-- start SOURCE EXCERPT --
# ============================================================================
# Stage 1: Build llama-cpp-python with CPU optimizations
# ============================================================================
FROM python:3.11-slim AS builder

# Install build dependencies
RUN apt-get update && apt-get install -y --no-install-recommends \
    build-essential \
    cmake \
    git \
    libopenblas-dev \
    pkg-config \
    && rm -rf /var/lib/apt/lists/*

# Build llama-cpp-python with OpenBLAS + AVX2
# This is the key advantage over the Gradio wheel — compiled for this CPU
ENV CMAKE_ARGS="-DGGML_BLAS=ON -DGGML_BLAS_VENDOR=OpenBLAS -DGGML_AVX2=ON -DGGML_FMA=ON"
ENV FORCE_CMAKE=1

RUN pip install --no-cache-dir --upgrade pip && \
    pip install --no-cache-dir llama-cpp-python==0.3.4

# ============================================================================
# Stage 2: Runtime image (lean)
# ============================================================================
FROM python:3.11-slim AS runtime

# Only the runtime lib needed for OpenBLAS
RUN apt-get update && apt-get install -y --no-install-recommends \
    libopenblas0 \
    && rm -rf /var/lib/apt/lists/*

# Copy the compiled llama-cpp-python from builder
COPY --from=builder /usr/local/lib/python3.11/site-packages /usr/local/lib/python3.11/site-packages
COPY --from=builder /usr/local/bin /usr/local/bin

# Install remaining Python deps (no llama-cpp here — already copied)
-- end SOURCE EXCERPT --
-- start RECORDS --
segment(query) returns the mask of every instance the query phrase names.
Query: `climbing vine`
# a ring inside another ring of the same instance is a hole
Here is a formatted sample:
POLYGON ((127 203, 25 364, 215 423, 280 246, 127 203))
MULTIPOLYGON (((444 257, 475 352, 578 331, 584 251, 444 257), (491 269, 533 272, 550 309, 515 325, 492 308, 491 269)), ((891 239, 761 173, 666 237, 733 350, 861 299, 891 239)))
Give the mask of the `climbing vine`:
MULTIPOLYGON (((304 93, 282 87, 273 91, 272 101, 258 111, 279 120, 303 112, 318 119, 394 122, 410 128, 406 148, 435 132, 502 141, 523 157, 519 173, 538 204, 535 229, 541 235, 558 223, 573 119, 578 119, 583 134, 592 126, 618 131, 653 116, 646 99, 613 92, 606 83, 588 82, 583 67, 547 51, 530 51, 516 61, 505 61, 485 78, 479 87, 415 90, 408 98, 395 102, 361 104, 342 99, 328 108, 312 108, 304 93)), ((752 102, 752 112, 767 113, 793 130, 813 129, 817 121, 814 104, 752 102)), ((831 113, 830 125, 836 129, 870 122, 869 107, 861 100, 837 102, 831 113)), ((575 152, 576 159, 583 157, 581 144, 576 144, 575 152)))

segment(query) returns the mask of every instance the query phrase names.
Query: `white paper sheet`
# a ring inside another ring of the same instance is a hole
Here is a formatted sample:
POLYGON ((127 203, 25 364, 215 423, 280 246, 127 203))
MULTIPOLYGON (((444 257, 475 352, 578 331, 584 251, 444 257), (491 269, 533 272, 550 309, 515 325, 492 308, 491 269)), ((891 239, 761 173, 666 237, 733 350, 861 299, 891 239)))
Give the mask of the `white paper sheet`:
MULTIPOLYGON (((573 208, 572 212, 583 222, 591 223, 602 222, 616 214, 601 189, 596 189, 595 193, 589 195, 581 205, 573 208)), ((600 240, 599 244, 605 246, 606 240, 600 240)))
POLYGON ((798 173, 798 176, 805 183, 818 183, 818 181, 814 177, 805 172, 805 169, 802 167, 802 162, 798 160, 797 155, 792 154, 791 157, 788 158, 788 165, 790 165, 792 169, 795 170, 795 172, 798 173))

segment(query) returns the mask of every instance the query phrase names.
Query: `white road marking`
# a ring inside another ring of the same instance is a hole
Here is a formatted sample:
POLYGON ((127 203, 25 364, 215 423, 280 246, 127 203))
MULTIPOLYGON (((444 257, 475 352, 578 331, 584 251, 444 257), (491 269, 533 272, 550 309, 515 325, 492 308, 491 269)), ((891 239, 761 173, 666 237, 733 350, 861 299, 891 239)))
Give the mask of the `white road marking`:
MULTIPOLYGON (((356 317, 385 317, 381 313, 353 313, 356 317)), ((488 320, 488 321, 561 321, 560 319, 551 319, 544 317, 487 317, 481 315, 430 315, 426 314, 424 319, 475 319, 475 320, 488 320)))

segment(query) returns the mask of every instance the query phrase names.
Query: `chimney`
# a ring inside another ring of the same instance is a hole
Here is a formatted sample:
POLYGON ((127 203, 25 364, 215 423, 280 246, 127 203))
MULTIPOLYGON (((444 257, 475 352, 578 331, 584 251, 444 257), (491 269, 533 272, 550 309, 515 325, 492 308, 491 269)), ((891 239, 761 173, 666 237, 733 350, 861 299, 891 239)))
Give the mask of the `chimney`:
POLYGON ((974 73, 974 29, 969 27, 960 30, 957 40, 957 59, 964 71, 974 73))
-- end RECORDS --
■ **TO DO**:
a - Name each package that the builder stage of the Dockerfile installs through apt-get.
b - Extend the Dockerfile past its last line, the comment about installing the remaining Python dependencies.
The rows have no role in any of this work.

■ **ANSWERS PER TASK**:
a - build-essential, cmake, git, libopenblas-dev, pkg-config

b -
RUN pip install --no-cache-dir \
    fastapi==0.115.0 \
    uvicorn[standard]==0.30.0 \
    huggingface_hub==0.24.0 \
    pydantic==2.8.0

# Create non-root user (HF Spaces requirement)
RUN useradd -m -u 1000 user
USER user

WORKDIR /app

# Copy app code
COPY --chown=user:user app.py .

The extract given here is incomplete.